== EXERCISE BRIEF ==
Everything from the line with "If you could mark the weathered fence" to the end of the data should be restated word for word, and nothing before it.
---
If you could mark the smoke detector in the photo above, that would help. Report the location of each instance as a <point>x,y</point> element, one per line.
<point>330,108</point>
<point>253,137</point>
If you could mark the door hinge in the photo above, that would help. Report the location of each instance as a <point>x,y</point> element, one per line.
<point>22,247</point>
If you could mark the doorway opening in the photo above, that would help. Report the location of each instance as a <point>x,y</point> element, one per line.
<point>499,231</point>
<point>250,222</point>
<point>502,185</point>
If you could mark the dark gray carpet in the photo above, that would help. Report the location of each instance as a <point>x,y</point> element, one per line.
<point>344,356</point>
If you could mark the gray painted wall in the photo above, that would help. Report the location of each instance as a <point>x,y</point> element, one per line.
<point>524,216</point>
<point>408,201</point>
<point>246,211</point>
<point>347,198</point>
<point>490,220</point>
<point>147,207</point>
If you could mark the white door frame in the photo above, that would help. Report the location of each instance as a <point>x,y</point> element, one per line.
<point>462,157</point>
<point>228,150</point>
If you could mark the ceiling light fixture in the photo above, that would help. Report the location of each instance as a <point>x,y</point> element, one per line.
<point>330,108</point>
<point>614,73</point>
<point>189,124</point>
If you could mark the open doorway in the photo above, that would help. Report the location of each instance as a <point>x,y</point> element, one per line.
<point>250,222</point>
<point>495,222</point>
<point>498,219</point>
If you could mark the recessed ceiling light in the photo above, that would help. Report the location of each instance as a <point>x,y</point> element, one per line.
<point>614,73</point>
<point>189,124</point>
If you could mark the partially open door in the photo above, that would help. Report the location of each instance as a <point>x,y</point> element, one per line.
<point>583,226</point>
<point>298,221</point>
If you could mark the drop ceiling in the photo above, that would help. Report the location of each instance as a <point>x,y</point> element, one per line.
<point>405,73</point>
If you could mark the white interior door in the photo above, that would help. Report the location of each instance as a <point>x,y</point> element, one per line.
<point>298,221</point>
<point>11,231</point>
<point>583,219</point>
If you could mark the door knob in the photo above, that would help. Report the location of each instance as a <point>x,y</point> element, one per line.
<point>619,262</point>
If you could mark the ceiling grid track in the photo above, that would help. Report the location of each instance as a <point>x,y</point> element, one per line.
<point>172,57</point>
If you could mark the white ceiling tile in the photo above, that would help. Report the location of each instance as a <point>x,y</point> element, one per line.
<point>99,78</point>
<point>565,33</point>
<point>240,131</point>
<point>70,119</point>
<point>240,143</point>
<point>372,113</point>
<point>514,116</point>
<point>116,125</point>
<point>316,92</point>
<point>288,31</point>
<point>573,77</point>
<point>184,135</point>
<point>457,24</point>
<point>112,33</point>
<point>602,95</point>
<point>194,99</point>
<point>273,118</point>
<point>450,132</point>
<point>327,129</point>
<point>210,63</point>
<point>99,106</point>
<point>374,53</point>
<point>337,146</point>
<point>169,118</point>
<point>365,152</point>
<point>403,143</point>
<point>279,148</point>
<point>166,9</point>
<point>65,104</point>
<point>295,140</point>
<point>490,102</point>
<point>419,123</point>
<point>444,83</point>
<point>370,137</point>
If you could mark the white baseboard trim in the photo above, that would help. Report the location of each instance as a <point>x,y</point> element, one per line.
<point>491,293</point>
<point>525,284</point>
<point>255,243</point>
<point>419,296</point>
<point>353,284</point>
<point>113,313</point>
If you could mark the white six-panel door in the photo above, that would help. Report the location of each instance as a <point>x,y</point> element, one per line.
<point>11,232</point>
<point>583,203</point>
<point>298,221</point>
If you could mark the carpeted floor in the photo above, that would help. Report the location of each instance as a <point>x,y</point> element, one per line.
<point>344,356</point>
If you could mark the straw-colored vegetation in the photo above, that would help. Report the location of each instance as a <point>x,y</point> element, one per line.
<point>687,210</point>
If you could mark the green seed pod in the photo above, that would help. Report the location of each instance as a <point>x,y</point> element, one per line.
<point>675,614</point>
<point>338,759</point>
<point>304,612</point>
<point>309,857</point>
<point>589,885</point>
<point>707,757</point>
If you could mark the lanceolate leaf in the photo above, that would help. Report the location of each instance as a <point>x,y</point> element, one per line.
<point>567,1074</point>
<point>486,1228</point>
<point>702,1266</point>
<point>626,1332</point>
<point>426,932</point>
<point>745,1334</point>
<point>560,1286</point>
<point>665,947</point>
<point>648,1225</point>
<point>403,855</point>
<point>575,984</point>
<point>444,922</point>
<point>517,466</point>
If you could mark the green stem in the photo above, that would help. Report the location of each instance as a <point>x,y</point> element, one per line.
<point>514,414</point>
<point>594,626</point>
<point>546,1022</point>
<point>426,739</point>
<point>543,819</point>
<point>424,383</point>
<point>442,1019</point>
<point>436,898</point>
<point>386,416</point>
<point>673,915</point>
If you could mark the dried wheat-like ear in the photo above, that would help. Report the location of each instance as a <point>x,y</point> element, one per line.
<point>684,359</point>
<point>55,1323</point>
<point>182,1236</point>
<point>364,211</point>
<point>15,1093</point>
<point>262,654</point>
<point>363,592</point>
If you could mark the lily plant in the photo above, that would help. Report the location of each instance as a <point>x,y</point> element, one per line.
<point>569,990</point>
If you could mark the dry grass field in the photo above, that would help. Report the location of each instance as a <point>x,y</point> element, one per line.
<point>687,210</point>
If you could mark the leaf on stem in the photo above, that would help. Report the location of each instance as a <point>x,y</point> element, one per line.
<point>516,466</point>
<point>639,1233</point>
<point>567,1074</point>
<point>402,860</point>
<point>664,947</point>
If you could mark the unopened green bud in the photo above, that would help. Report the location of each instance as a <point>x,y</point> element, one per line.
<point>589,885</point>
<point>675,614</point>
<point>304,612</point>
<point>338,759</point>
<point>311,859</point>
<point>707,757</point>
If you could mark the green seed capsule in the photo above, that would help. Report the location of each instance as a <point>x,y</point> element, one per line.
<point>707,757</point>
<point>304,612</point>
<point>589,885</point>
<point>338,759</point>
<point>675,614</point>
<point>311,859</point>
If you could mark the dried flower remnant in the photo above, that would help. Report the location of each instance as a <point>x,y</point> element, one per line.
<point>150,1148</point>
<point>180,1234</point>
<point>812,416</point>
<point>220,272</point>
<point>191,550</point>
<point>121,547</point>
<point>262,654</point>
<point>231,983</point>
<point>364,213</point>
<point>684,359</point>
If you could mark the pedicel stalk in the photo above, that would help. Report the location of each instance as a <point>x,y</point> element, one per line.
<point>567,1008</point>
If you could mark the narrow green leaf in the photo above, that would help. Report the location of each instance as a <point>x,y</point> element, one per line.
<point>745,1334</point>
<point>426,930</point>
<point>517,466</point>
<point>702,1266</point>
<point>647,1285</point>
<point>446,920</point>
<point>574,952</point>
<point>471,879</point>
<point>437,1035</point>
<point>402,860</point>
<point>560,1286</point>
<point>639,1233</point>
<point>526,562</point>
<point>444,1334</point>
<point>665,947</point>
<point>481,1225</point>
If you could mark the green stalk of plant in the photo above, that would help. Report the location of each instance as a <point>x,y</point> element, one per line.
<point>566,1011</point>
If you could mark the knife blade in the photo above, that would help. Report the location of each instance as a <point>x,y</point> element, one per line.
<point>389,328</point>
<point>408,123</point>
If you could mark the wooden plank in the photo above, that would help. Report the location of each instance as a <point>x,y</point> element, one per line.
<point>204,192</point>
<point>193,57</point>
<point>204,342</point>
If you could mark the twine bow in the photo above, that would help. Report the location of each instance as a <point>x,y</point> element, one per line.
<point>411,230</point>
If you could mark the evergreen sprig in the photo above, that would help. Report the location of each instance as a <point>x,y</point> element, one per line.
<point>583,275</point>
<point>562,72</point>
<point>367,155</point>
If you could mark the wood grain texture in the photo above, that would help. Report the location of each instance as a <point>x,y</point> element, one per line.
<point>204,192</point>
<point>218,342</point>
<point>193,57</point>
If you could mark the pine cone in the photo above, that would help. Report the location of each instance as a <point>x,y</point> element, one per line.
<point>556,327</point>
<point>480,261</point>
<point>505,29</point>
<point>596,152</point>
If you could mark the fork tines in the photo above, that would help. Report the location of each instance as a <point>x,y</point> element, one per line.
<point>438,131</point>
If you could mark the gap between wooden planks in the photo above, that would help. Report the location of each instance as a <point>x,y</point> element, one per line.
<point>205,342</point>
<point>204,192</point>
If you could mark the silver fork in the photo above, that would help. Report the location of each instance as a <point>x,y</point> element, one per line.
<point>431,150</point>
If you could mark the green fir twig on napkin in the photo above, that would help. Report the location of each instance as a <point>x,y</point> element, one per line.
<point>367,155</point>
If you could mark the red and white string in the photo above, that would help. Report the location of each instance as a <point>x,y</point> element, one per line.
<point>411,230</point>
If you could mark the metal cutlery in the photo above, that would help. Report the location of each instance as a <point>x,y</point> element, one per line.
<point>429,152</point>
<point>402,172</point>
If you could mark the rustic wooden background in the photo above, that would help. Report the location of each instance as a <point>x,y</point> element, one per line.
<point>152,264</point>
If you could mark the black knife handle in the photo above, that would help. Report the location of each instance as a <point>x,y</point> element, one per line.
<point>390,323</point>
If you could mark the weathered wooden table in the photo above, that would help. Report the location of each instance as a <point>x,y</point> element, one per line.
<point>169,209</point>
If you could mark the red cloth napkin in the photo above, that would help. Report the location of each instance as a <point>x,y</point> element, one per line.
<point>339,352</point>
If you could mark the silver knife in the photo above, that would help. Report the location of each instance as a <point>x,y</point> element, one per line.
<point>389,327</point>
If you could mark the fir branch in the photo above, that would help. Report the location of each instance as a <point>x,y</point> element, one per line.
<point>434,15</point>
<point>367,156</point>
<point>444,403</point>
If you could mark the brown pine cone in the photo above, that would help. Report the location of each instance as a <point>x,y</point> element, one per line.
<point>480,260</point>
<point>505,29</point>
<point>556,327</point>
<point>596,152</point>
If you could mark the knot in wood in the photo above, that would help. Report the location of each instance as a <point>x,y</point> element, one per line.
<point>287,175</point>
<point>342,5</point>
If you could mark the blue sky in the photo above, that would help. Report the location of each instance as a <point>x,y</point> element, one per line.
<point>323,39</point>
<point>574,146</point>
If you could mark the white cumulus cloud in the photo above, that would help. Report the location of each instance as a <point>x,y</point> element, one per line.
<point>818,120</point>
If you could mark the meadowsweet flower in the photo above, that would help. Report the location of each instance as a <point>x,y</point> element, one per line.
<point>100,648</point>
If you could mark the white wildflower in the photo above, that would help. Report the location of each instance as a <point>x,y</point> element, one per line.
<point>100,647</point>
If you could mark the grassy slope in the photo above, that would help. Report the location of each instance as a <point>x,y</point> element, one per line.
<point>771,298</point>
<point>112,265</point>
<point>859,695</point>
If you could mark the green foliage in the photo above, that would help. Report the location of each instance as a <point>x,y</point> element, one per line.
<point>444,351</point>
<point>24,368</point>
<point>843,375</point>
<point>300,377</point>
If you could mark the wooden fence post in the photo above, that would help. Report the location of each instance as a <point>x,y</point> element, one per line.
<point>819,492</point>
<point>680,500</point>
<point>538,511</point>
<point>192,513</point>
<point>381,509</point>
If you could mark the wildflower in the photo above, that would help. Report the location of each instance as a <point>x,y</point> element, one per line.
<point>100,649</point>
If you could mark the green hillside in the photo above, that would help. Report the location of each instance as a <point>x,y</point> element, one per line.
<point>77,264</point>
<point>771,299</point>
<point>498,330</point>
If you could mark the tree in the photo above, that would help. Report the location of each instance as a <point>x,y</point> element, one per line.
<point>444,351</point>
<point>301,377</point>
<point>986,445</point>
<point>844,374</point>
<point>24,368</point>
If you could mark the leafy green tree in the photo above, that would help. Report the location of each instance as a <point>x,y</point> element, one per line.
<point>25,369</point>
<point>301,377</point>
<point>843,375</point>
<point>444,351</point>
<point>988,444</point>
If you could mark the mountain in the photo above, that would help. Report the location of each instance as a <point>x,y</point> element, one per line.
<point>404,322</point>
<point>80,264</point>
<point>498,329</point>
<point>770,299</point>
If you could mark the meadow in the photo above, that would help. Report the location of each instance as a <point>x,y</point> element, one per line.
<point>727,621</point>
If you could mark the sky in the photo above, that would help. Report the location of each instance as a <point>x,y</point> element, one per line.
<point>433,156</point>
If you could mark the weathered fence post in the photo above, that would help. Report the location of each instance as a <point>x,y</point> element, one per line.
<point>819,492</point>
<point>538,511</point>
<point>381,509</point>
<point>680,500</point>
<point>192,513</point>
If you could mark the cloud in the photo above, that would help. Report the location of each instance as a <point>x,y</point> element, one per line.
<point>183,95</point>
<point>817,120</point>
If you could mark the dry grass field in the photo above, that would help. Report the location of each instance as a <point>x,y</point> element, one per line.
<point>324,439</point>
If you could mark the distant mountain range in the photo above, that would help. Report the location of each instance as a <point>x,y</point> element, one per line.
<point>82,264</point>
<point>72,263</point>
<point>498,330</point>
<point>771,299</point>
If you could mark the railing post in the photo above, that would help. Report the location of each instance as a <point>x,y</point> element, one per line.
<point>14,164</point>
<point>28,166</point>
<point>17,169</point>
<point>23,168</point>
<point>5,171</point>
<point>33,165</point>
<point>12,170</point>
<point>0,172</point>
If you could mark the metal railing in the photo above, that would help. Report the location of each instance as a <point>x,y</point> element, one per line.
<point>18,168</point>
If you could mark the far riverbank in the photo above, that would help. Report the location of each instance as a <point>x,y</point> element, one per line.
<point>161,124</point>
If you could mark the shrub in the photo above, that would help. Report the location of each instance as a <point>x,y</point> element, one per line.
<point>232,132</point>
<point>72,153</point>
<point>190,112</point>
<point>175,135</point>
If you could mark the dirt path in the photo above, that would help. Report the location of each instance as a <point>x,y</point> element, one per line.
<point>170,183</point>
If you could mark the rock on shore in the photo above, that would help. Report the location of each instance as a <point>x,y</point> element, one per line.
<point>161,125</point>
---
== THE COMPLETED TASK ==
If you could mark the weathered fence post in the photo above, that would help. Report the location of each instance as a <point>x,y</point> element, one per line.
<point>819,492</point>
<point>538,511</point>
<point>381,509</point>
<point>680,500</point>
<point>192,513</point>
If you could mark the cloud in the photo above, that would help. Report the location of each instance as a <point>x,y</point> element, one per line.
<point>183,95</point>
<point>817,120</point>
If you could mark the dry grass field in the photo above, that would help. Report the location of each instance as a <point>x,y</point> element, one per line.
<point>324,439</point>
If you could mark the distant mountain range in the photo above, that would help. Report the location of each instance as a <point>x,y</point> element, one per line.
<point>82,264</point>
<point>72,263</point>
<point>498,330</point>
<point>771,299</point>
If you could mark the railing post in the photo above, that would help. Report the location of each instance as a <point>x,y</point> element, one per line.
<point>14,164</point>
<point>28,166</point>
<point>17,169</point>
<point>23,168</point>
<point>5,171</point>
<point>33,165</point>
<point>12,170</point>
<point>0,172</point>
If you could mark the metal railing in the photo above, that would help. Report the location of each instance as a <point>x,y</point> element, one per line.
<point>18,168</point>
If you could mark the far riverbank in the photo above, that would help. Report the location of each instance as a <point>x,y</point> element, one per line.
<point>161,124</point>
If you could mark the shrub in the photo above, that would help. Report the location of each instance as a <point>x,y</point> element, one per line.
<point>232,132</point>
<point>72,153</point>
<point>190,112</point>
<point>175,135</point>
If you could mark the dirt path in the photo above, that would help. Report the location of each instance as a <point>x,y</point> element, one per line.
<point>170,183</point>
If you could mark the rock on shore in the photo above, that would help. Report the location of each instance as a <point>x,y</point> element, one per line.
<point>161,125</point>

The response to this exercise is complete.